#### PASSAGE FOR REVIEW:
Marquette's decision to strip Professor John McAdams of tenure is a disgrace and may influence my long-term plans with respect to the intellectually craven environment that is American academia.
A key pivot point for this story is that a student in a philosophy class was concerned about the tolerance for dissent in that class on the issue of gay marriage. He spoke with the instructor, a graduate TA. She ultimately told him that "homophobic" views would not be tolerated, and added the obligatory pre-emptive censure of "racist" and "sexist" views. (Professor McAdams criticized the teacher's handling of this episode in a blog post, and also criticized prior hyper-PC behavior by the Assistant Dean and the Philosophy Department Chair, which is what I believe actually did him in.)
The student had not expressed homophobic views and seemed articulate. His only specific comment seemed to be the idea that there is empirical evidence of bad outcomes for children of gay couples.
I was struck by the teacher's robotic injunctions against the recurrent and seemingly empty phoneme strings: racism, sexism, and homophobia.
We can't have any of that stuff, cause it's bad m'kay?
I'd like to make this clear. I want to hear racist, sexist, and homophobic ideas. I think you should want to hear them too. I mean it, and I mean it at two levels of analysis.
Level 1: I most definitely want to hear ideas that academic leftists label as racist, sexist, and homophobic.
I want this because experience tells us that the ideologies and theories academic leftists apply in tagging discourse with those labels will be unsatisfying to many scholars on counts of rigor, merit, and framing assumptions. Similarly, we know that the vast majority of the earth's population will not consider those discourses and ideas to be racist, sexist, or homophobic, which might suggest fertile ground.
So we most definitely need to hear, discuss, test, and debate those ideas given that their prohibition by a the current ideological spasms of American academia should be of no interest to us. We should brush away this unscholarly screaming without even slowing down.
Level 2 breaks into near isomorphic variants. For my purposes here I'm basically aggregating the three variants.
Level 2a: I want to hear ideas that I would consider racist, sexist, or homophobic.
Level 2b: I want to hear ideas that most people who are not American academics would consider racist, sexist, or homophobic.
Level 2c: I want to hear ideas that are in fact racist, sexist, or homophobic.
First, I have no reason to suppose – to decide in advance – that nothing can be learned, no insights gained, by hearing and perhaps engaging or interrogating robustly racist, sexist, and homophobic ideas. I'm surprised people would just assume that nothing can be gained. This seems unlikely to me, and I would place the burden on those people to prove that nothing can be gained. The null here, or the default intellectual/scholar mode, is the mode of engagement, exposure, listening, considering, weighing, arguing, etc.
Second, I have no reason to suppose – to decide in advance – that there will be no merit or wisdom in canons of racist, sexist, and homophobic thought. That would be strange to me, seems unlikely given what we know about the scope and texture of human discourse, what we know about history, about human psychology, about the marginalization of ideas and peoples, and so forth. I wouldn't be shocked to find a diamond in the rough, a speck of gold in the prospector's pan. I imagine these wisps or chunks of truth or wisdom will be orthogonal to the broader racist, sexist, or homophobic systems to which they belong, but I don't want to pin too much on that assumption. I want to go in clean.

#### ENTRIES PROVIDED:
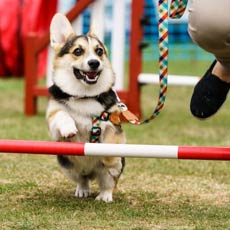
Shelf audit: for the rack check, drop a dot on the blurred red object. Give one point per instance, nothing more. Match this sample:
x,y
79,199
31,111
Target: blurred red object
x,y
18,18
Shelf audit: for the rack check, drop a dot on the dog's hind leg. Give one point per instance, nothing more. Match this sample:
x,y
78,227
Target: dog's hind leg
x,y
83,188
106,185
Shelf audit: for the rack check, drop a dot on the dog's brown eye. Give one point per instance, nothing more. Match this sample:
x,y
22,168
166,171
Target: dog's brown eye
x,y
78,51
99,51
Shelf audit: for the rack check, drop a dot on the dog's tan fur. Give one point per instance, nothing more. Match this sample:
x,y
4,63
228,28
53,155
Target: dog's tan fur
x,y
74,101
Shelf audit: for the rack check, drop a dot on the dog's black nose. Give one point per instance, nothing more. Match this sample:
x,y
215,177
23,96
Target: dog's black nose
x,y
93,64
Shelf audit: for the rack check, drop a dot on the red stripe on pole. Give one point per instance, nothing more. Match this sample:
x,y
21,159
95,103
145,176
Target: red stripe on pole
x,y
42,147
203,153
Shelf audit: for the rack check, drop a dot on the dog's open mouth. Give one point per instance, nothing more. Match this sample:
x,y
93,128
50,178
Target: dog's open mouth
x,y
89,77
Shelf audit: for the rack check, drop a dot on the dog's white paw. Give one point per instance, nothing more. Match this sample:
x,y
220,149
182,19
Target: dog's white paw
x,y
106,196
82,192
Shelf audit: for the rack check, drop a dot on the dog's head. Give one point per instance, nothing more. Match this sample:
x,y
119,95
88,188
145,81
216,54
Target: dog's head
x,y
81,65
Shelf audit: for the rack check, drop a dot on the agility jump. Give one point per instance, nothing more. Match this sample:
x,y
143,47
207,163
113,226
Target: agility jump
x,y
121,150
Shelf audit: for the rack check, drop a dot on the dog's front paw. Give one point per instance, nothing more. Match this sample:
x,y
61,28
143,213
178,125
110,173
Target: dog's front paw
x,y
106,196
82,191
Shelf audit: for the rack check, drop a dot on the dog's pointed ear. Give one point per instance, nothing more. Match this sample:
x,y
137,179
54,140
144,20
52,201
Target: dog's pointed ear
x,y
60,30
91,30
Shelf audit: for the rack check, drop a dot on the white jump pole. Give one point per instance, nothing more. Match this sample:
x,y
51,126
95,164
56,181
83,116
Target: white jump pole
x,y
122,150
146,78
118,42
98,18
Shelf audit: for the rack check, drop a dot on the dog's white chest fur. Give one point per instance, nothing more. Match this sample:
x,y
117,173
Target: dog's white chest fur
x,y
82,88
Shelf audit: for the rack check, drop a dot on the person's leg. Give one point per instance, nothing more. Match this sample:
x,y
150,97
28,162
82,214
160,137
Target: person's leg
x,y
209,27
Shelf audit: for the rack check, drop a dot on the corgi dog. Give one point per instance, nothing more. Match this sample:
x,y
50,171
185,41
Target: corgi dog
x,y
83,107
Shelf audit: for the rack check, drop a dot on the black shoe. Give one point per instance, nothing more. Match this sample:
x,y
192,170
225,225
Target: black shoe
x,y
208,95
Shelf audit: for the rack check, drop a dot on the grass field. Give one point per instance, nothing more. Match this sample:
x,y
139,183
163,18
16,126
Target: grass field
x,y
152,193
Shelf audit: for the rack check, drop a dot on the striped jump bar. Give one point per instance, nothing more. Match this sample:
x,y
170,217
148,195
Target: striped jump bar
x,y
124,150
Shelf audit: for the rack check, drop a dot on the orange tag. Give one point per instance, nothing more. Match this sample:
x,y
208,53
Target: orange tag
x,y
115,118
130,117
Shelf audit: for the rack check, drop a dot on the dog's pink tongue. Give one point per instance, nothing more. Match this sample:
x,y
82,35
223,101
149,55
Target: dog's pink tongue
x,y
91,74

#### EXERCISE:
Please list each variant of Level 2 named in the post on academic dissent, along with the kind of ideas it covers. The material above comes from a different source than the post on academic dissent.

#### RESULT BELOW:
- Level 2a: ideas that the author would consider racist, sexist, or homophobic
- Level 2b: ideas that most people who are not American academics would consider racist, sexist, or homophobic
- Level 2c: ideas that are in fact racist, sexist, or homophobic